**EXTRACTED RECORDS**.
****************
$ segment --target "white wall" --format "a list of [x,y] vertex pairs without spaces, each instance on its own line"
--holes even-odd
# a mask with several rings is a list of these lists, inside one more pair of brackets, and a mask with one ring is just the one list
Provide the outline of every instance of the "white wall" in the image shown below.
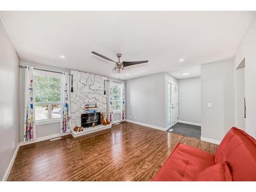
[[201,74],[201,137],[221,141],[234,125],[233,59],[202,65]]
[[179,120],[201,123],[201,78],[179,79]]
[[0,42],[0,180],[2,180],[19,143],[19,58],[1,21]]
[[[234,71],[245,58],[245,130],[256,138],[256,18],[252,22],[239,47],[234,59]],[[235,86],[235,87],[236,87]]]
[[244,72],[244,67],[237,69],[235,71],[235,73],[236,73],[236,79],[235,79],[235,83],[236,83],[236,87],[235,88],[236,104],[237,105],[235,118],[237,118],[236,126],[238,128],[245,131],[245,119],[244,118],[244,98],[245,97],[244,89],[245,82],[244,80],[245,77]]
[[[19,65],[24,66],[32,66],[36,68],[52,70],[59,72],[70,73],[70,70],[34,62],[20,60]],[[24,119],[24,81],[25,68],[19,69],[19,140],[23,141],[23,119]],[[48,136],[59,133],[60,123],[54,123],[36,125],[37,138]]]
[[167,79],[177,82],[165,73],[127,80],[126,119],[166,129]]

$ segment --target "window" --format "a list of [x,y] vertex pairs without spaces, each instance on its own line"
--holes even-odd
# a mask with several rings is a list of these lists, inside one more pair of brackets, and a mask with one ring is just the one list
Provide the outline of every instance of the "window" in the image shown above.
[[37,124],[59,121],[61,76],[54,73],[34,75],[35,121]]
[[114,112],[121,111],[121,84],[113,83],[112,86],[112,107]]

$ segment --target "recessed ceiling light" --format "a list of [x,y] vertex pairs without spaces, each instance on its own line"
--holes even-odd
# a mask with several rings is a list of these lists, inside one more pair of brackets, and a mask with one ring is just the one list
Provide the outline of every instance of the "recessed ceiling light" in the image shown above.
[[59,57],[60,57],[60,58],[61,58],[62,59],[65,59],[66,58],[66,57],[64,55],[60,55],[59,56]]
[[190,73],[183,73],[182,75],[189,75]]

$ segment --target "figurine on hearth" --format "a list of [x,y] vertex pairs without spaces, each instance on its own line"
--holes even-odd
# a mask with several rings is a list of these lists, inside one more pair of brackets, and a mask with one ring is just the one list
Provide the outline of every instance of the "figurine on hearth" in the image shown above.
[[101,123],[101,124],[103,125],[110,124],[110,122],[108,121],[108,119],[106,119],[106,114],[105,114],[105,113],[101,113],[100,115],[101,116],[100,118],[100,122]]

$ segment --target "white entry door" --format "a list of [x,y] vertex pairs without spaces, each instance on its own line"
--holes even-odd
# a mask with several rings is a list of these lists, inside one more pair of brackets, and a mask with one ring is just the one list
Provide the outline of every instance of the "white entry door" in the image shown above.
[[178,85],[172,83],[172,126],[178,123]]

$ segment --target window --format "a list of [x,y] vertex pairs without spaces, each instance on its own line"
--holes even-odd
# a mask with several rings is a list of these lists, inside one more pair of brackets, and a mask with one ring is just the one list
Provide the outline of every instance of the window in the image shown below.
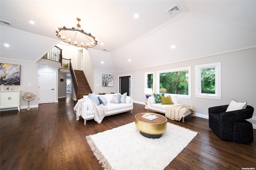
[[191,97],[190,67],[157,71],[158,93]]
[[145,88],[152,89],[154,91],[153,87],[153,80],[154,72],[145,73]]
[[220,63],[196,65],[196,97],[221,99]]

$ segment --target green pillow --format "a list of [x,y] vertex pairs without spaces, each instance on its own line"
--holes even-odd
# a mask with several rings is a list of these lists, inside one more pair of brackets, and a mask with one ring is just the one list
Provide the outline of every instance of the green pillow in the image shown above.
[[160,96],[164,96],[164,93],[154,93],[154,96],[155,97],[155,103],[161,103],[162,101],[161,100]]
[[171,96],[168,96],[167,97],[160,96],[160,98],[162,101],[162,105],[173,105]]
****************
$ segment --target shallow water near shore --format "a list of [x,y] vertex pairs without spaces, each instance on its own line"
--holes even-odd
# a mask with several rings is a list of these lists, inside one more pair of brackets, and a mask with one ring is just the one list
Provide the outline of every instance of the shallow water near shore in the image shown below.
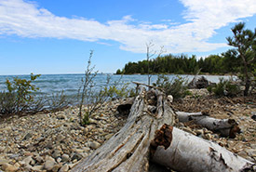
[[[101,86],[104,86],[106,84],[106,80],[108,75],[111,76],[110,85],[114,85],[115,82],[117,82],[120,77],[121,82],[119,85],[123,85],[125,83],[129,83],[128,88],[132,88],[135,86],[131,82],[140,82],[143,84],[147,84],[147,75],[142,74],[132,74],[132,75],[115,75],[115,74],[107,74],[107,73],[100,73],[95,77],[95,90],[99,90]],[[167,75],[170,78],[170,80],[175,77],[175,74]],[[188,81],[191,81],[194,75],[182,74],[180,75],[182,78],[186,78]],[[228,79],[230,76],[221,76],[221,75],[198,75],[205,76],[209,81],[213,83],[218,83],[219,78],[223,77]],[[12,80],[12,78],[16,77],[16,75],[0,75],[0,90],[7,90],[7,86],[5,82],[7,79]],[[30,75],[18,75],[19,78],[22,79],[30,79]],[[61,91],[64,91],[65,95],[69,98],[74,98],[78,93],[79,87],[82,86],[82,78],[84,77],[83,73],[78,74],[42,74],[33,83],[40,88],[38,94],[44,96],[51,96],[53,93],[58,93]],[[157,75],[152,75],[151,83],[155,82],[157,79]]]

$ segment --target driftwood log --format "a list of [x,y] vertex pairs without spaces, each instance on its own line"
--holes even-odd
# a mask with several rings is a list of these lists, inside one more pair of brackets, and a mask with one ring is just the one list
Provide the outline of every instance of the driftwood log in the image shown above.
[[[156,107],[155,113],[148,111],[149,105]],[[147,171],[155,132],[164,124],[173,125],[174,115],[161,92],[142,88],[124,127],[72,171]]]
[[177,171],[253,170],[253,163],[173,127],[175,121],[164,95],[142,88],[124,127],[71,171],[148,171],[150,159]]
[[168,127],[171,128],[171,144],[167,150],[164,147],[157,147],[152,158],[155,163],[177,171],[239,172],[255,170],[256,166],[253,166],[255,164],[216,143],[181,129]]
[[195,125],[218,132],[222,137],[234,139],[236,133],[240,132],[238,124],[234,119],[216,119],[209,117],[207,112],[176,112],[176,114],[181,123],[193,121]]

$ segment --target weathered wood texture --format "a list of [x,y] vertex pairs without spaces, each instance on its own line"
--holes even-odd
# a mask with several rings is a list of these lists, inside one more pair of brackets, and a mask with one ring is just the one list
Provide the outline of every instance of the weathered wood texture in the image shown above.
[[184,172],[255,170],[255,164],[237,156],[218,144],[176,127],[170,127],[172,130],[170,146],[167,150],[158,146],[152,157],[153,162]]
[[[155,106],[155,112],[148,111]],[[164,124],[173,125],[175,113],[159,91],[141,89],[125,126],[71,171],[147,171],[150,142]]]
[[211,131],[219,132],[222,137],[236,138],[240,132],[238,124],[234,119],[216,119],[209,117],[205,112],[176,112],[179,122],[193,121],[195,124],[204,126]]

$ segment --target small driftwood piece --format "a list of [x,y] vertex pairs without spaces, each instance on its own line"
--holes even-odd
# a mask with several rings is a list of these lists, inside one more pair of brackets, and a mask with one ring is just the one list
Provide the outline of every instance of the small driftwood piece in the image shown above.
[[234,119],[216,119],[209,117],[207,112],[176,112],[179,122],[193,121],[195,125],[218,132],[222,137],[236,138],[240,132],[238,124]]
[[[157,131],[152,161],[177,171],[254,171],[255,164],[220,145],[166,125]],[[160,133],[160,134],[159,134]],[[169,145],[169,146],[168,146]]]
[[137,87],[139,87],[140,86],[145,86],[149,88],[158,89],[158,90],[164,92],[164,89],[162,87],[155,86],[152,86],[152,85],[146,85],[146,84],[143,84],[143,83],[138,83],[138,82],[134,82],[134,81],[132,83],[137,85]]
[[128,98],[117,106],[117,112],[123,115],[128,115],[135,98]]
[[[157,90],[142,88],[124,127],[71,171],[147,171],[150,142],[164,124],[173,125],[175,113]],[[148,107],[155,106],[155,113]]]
****************
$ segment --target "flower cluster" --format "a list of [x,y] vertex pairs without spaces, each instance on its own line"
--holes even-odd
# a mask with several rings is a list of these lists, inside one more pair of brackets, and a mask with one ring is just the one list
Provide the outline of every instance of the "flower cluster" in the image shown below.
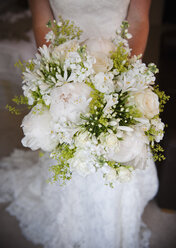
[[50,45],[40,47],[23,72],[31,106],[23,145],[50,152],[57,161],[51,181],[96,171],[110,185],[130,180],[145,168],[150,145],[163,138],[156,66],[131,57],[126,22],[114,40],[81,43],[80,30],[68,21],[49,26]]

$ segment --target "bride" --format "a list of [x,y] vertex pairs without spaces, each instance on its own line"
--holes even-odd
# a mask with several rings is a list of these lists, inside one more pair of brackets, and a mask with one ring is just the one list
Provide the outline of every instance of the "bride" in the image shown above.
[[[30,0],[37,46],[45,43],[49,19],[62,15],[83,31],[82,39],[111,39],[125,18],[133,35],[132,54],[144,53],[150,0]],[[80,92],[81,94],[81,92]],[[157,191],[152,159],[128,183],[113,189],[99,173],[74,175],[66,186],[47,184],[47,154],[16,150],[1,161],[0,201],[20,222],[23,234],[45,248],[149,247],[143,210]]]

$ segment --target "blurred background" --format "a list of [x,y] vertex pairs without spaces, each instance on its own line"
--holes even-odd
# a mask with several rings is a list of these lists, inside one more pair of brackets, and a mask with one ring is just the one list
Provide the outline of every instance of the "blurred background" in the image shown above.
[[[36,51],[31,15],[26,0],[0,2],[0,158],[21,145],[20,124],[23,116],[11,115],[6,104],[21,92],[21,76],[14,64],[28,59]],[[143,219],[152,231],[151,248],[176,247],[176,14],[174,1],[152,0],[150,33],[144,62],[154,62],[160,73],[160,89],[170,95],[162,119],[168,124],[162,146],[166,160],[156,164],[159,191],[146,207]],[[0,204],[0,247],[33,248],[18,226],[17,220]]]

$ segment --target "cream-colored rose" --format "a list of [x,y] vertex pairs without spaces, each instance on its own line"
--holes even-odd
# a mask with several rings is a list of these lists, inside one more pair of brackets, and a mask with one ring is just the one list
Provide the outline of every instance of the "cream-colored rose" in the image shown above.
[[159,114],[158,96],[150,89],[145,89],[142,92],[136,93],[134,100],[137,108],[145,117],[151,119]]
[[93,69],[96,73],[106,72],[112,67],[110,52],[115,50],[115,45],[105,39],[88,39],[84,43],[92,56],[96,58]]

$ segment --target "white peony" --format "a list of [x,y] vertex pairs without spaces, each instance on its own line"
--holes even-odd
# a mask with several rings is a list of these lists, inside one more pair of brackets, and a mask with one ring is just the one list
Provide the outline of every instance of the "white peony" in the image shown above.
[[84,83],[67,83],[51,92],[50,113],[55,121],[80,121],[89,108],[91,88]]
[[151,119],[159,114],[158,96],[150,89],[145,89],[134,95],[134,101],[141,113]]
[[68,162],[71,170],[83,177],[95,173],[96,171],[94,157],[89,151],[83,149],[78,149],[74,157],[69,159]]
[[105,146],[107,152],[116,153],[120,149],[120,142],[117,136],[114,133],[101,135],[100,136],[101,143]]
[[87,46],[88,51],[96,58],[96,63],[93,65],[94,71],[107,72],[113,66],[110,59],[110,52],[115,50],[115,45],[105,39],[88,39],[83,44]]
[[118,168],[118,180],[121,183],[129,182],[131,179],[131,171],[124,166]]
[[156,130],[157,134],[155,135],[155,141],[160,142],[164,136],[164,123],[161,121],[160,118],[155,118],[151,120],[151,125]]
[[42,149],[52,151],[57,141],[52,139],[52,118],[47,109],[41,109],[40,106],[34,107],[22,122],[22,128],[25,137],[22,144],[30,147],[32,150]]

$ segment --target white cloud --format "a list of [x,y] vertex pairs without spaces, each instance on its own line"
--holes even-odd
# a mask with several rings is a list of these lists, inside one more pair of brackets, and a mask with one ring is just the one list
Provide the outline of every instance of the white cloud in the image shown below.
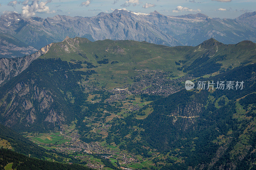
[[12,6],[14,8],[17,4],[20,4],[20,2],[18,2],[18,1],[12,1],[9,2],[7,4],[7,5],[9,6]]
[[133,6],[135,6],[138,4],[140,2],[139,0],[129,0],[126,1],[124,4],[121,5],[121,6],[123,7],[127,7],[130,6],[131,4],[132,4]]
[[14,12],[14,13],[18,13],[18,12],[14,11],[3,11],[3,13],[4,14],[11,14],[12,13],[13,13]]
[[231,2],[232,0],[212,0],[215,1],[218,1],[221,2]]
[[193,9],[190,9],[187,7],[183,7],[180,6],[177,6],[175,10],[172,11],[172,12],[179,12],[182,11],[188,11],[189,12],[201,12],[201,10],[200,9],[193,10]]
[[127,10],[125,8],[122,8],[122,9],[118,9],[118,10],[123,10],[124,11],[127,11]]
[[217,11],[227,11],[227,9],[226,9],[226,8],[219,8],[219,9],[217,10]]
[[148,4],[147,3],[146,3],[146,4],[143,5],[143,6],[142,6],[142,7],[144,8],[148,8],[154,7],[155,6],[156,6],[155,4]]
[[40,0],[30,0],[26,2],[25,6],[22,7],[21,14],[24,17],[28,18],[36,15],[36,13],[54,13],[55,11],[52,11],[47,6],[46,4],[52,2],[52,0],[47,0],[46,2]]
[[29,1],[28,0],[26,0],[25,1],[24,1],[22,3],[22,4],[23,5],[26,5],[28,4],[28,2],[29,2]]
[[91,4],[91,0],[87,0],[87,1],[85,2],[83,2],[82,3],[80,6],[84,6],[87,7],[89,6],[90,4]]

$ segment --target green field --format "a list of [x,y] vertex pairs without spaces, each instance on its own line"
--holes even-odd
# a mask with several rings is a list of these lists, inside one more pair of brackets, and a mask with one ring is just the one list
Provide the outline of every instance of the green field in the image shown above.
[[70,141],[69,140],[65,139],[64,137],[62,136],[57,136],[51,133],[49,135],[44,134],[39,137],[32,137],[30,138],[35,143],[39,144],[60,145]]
****************
Identify every line in the three blocks above that contains the word "weathered" and copy each one.

$ segment --target weathered wood texture --format "a list of [x,y] vertex pairs without spaces, each instance on its own line"
Provide the outline of every instance of the weathered wood texture in the image shown above.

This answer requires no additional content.